Muestra cada línea de los registros que contenga la cadena "positive". Distingue entre mayúsculas y minúsculas.

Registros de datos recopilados
*****

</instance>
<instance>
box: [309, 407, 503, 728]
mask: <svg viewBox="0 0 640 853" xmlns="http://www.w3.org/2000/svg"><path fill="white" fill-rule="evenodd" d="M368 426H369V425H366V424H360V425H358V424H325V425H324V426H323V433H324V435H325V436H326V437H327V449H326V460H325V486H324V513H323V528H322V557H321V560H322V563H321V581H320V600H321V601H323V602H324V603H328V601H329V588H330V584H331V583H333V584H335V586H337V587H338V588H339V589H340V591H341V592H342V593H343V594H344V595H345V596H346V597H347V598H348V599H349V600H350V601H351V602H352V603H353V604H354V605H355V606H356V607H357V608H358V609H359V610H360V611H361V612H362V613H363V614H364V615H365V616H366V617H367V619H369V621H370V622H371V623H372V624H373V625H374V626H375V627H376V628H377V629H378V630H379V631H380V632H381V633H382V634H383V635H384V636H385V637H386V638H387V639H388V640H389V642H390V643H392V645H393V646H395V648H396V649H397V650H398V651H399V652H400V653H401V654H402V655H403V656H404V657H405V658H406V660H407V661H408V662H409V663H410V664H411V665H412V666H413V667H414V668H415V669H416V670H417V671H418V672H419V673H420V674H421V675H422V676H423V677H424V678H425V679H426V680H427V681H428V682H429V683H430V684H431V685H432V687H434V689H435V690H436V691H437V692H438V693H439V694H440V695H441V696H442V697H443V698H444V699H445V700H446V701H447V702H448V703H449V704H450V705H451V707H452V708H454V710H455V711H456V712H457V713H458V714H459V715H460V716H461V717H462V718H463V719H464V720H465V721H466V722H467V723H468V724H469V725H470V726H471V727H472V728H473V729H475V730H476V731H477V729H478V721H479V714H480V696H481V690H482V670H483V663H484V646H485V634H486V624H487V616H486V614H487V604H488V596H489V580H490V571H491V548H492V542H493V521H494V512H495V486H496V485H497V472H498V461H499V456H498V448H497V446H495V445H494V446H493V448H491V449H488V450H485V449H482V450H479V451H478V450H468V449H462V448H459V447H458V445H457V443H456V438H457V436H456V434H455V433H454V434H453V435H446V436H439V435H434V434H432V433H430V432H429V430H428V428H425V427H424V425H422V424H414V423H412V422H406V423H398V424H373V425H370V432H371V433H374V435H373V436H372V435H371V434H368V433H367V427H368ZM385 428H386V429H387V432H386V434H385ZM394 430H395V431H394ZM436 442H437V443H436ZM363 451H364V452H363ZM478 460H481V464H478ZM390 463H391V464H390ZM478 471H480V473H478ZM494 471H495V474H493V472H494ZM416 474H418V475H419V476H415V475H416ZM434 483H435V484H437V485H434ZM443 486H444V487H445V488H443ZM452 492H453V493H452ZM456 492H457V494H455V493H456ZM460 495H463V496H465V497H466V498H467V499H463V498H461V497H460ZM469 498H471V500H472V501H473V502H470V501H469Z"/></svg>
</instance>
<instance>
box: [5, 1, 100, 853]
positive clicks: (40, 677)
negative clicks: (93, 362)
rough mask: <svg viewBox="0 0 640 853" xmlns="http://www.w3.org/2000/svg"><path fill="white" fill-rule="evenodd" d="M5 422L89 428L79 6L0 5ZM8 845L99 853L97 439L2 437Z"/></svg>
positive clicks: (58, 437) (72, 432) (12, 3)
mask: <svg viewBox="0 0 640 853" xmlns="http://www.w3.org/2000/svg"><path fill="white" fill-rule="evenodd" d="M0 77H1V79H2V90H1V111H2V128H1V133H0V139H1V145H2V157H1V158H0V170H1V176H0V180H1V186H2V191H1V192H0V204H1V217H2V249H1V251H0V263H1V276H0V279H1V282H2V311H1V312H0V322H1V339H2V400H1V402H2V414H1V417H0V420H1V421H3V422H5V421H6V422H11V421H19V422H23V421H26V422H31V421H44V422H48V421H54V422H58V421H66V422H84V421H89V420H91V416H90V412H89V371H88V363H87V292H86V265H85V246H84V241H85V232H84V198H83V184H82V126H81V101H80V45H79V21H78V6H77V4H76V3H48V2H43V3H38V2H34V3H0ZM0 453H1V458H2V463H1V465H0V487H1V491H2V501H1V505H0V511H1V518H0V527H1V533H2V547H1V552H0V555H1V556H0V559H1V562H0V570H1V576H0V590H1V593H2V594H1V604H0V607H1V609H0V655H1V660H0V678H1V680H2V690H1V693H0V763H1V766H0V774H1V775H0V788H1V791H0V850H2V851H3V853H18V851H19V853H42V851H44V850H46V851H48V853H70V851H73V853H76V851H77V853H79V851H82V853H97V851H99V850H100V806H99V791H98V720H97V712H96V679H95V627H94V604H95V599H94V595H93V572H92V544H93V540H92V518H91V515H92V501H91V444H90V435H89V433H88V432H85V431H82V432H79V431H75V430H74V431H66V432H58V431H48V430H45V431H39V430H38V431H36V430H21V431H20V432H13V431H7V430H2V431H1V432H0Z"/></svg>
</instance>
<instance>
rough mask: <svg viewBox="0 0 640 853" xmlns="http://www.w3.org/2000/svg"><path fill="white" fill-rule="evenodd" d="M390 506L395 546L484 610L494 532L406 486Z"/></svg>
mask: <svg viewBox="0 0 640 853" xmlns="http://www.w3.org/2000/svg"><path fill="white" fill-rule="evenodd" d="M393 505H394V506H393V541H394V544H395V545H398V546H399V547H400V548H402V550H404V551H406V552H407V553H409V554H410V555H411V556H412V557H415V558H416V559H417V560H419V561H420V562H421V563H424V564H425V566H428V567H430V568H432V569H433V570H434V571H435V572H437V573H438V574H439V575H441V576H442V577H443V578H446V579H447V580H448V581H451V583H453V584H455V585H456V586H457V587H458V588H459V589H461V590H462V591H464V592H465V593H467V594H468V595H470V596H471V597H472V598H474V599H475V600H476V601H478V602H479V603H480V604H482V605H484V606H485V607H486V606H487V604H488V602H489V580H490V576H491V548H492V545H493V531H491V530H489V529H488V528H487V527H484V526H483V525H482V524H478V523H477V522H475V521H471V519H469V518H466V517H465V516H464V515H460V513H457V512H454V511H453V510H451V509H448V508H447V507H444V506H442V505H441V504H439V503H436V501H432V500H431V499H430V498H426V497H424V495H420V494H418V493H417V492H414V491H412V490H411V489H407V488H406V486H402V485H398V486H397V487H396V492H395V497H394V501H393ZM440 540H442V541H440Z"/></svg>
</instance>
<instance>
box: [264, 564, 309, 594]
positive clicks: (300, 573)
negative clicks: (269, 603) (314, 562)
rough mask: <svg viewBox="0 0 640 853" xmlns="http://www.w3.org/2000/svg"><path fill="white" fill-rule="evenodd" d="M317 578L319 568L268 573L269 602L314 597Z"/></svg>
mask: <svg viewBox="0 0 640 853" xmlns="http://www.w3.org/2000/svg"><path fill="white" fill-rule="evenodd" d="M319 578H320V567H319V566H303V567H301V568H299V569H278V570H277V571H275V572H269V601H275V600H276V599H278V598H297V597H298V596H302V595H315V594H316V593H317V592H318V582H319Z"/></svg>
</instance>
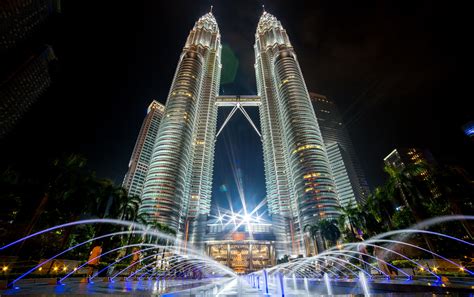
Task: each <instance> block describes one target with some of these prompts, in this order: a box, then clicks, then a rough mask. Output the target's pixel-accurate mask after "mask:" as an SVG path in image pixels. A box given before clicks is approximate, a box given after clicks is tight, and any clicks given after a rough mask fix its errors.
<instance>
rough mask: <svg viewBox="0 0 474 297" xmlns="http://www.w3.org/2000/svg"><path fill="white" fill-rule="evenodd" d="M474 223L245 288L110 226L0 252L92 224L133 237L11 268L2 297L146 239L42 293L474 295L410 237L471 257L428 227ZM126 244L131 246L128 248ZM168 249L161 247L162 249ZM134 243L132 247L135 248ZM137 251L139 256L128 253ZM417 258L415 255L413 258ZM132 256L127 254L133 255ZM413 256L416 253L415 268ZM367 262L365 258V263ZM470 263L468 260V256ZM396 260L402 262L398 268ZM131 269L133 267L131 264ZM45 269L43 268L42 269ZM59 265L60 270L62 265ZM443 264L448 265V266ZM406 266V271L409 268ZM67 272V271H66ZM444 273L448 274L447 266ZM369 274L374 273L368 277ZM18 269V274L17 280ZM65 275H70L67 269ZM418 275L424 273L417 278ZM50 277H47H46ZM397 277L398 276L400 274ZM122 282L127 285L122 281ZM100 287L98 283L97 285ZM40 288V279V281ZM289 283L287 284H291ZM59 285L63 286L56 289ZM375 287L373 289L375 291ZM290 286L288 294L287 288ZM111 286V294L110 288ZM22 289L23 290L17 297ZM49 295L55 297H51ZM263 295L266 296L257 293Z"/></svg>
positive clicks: (61, 225) (463, 246)
mask: <svg viewBox="0 0 474 297" xmlns="http://www.w3.org/2000/svg"><path fill="white" fill-rule="evenodd" d="M461 219H462V220H464V221H466V220H474V216H450V217H440V218H436V219H432V220H429V221H427V222H422V223H420V224H417V225H415V226H413V227H411V228H409V229H405V230H396V231H390V232H387V233H384V234H379V235H377V236H374V237H372V238H369V239H367V240H366V241H365V242H364V244H365V245H366V246H367V247H368V248H369V249H376V250H377V251H378V253H376V254H374V255H372V254H370V253H369V254H363V253H362V252H360V251H359V249H358V248H357V247H358V244H359V243H345V244H340V245H339V246H338V247H333V248H330V249H328V250H325V251H324V252H321V253H319V254H318V255H316V256H312V257H306V258H296V259H291V261H289V262H287V263H282V264H279V265H275V266H273V267H270V268H267V269H263V270H261V271H256V272H253V273H252V274H249V275H246V276H245V278H243V279H244V280H246V282H242V281H241V279H240V277H238V276H237V274H236V273H235V272H234V271H232V270H231V269H229V268H228V267H226V266H223V265H222V264H220V263H218V262H216V261H214V260H213V259H210V258H209V257H207V256H206V255H204V254H202V253H200V252H198V251H196V249H194V248H193V247H191V246H188V247H184V245H183V244H182V242H180V241H179V240H176V238H174V237H170V236H168V235H166V234H163V233H161V232H159V231H156V230H150V229H147V227H146V226H143V225H140V224H137V223H132V222H124V221H119V220H110V219H94V220H82V221H76V222H71V223H68V224H63V225H59V226H55V227H52V228H48V229H46V230H43V231H39V232H36V233H34V234H31V235H28V236H26V237H24V238H21V239H18V240H16V241H14V242H12V243H9V244H7V245H5V246H2V247H0V253H3V252H4V251H6V250H7V249H8V248H10V247H12V246H15V245H17V244H20V243H23V242H24V241H27V240H29V239H31V238H33V237H36V236H40V235H41V234H45V233H47V232H55V231H56V230H60V229H65V228H71V227H74V226H78V225H88V224H112V225H115V226H118V227H120V228H122V230H123V229H125V228H126V229H127V230H129V227H130V226H131V227H132V228H131V230H132V231H117V232H111V233H108V234H103V235H100V236H96V237H94V238H90V239H87V240H85V241H83V242H79V243H76V244H74V245H73V246H72V247H69V248H67V249H65V250H62V251H56V253H55V254H54V255H53V256H52V257H50V258H48V259H45V260H42V261H40V262H39V264H36V263H35V264H34V265H31V266H29V267H26V268H24V269H23V270H22V271H20V270H19V268H13V267H14V266H15V263H7V264H5V266H4V267H6V268H5V269H4V271H5V275H7V274H8V276H10V275H11V278H10V281H8V282H7V284H8V286H9V288H11V289H10V290H7V291H0V293H1V294H4V293H5V294H10V293H13V292H14V290H13V288H17V289H16V291H18V290H20V291H22V290H23V292H25V293H28V292H29V291H28V290H30V291H32V292H34V291H35V290H36V289H38V287H37V286H38V285H36V284H35V283H33V282H32V281H31V280H29V279H27V278H28V277H29V276H30V275H31V274H32V273H37V272H38V271H41V269H43V266H45V265H46V266H51V267H52V264H51V263H53V261H61V260H58V259H59V257H64V255H67V253H68V252H71V251H73V250H75V249H78V248H81V247H84V246H88V245H90V244H93V243H95V242H97V241H98V240H108V239H109V238H112V237H114V238H119V239H120V238H122V239H127V238H128V237H129V236H136V237H137V238H141V239H142V240H141V242H138V243H130V244H126V245H122V246H115V247H113V248H110V249H109V250H106V251H104V252H103V253H102V254H101V255H100V256H97V257H95V258H93V259H89V261H90V260H95V259H97V258H99V257H100V258H101V259H104V258H106V257H110V256H112V255H114V254H115V253H117V254H120V256H118V257H117V258H115V259H113V260H111V261H109V262H108V263H107V265H106V266H105V267H101V269H100V270H98V272H97V274H95V275H92V276H91V277H90V283H89V284H80V283H79V282H78V279H79V278H78V276H80V275H81V271H84V268H85V267H86V266H87V262H86V263H84V262H83V263H79V264H78V265H75V268H74V269H72V270H69V271H67V272H66V270H64V271H65V273H64V274H58V273H57V272H55V271H57V269H56V270H54V271H51V272H50V275H52V276H54V279H56V278H57V282H56V280H55V281H54V282H53V281H50V280H49V279H45V281H44V282H45V283H51V285H52V286H51V287H48V286H42V287H41V290H44V292H45V293H48V292H56V293H60V292H66V291H73V292H76V291H77V292H78V293H81V292H82V293H87V292H94V290H95V288H97V290H100V289H101V288H107V290H109V291H112V292H113V291H114V290H119V291H123V290H125V291H138V290H139V291H143V290H149V291H150V292H156V293H158V294H168V293H173V294H176V296H179V295H180V294H185V293H180V292H187V294H189V292H190V290H191V291H193V290H194V291H193V292H201V291H203V292H207V291H209V292H212V293H211V295H213V296H216V295H223V294H234V295H235V294H237V295H239V294H242V295H245V294H248V295H255V294H262V293H263V294H264V295H267V296H268V295H275V296H277V295H281V296H284V295H285V293H286V294H290V295H294V294H296V295H299V294H302V295H315V294H316V295H317V294H328V295H338V294H352V293H355V294H364V295H365V296H369V295H370V294H377V293H378V292H392V293H395V292H399V293H403V292H410V293H413V292H416V291H419V292H429V293H441V294H442V293H445V292H448V290H449V292H468V291H471V290H472V288H474V282H473V276H474V272H473V271H472V268H471V267H470V266H466V265H465V264H462V263H461V262H460V260H458V259H452V258H450V257H447V256H445V255H442V253H441V252H439V251H433V250H430V249H427V248H425V247H423V246H420V245H418V244H416V243H417V242H416V241H415V242H413V241H410V238H411V237H410V236H416V235H420V234H423V235H425V236H432V237H436V238H441V239H442V240H444V241H449V242H452V244H453V245H460V246H463V247H465V250H469V249H471V250H472V247H473V246H474V243H472V242H469V241H467V240H466V239H465V238H457V237H454V236H452V235H447V234H443V233H439V232H435V231H432V230H427V228H428V227H430V226H433V225H436V224H440V223H444V222H452V221H456V220H461ZM122 241H123V242H127V240H122ZM165 241H166V242H167V244H159V242H165ZM128 242H129V241H128ZM130 249H133V251H132V252H130V251H129V250H130ZM407 250H408V251H410V252H408V251H407ZM127 251H128V252H127ZM137 253H139V254H141V255H142V256H141V258H139V259H138V260H136V261H135V260H133V261H131V262H130V259H131V258H132V257H133V256H134V255H136V254H137ZM411 253H416V255H417V256H416V258H417V259H425V260H416V259H415V258H414V256H413V254H411ZM362 255H364V257H362ZM466 257H467V256H466ZM433 258H434V259H436V261H437V262H434V263H435V264H431V265H430V263H428V262H429V260H431V259H433ZM393 259H396V260H397V261H398V262H397V261H394V260H393ZM401 261H405V262H404V263H408V264H409V265H410V266H409V267H413V272H412V271H410V270H407V269H406V268H404V267H401V266H400V264H398V263H402V262H401ZM129 262H130V263H129ZM37 263H38V262H37ZM56 263H58V262H56ZM443 263H444V264H443ZM408 264H405V265H408ZM61 265H62V264H61ZM442 265H444V266H442ZM447 265H448V266H449V267H452V268H450V269H456V271H457V272H458V274H460V275H464V276H465V277H464V278H463V279H458V278H456V277H451V276H450V277H449V279H448V278H446V277H445V276H443V269H445V268H443V267H448V266H447ZM364 266H365V267H367V268H370V271H369V269H367V270H365V269H364ZM14 269H16V271H15V273H11V272H10V271H13V270H14ZM65 269H66V268H65ZM415 270H416V271H417V273H416V275H415V274H414V273H415ZM43 271H44V270H43ZM394 272H396V275H395V274H394ZM104 273H107V277H108V278H106V279H104V282H101V281H98V280H96V279H98V278H97V276H99V275H102V274H104ZM120 279H123V280H124V282H122V281H120ZM93 280H94V281H95V282H93ZM37 282H38V284H40V283H41V279H38V281H37ZM285 282H288V284H286V283H285ZM56 284H58V285H56ZM369 284H370V288H369ZM287 285H288V286H287ZM104 286H105V287H104ZM18 288H19V289H18ZM48 288H51V289H49V290H50V291H48ZM258 292H261V293H258ZM173 296H175V295H173Z"/></svg>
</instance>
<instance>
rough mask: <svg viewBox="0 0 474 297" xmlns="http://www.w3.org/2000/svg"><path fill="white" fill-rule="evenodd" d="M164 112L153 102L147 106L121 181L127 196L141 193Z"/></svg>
mask: <svg viewBox="0 0 474 297" xmlns="http://www.w3.org/2000/svg"><path fill="white" fill-rule="evenodd" d="M164 111H165V107H164V105H163V104H160V103H159V102H157V101H155V100H153V102H151V104H150V105H149V106H148V109H147V114H146V116H145V119H144V120H143V124H142V127H141V129H140V133H139V134H138V138H137V142H136V143H135V147H134V148H133V153H132V157H131V158H130V162H129V163H128V171H127V173H126V174H125V178H124V180H123V187H124V188H125V189H127V192H128V195H129V196H134V195H138V196H140V195H141V193H142V189H143V184H144V183H145V178H146V173H147V171H148V165H149V164H150V160H151V154H152V153H153V146H154V145H155V141H156V136H157V134H158V128H159V127H160V122H161V119H162V117H163V114H164Z"/></svg>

*****

● Tu solución
positive clicks: (40, 677)
positive clicks: (58, 437) (72, 432) (12, 3)
positive clicks: (300, 573)
positive clicks: (61, 225) (463, 246)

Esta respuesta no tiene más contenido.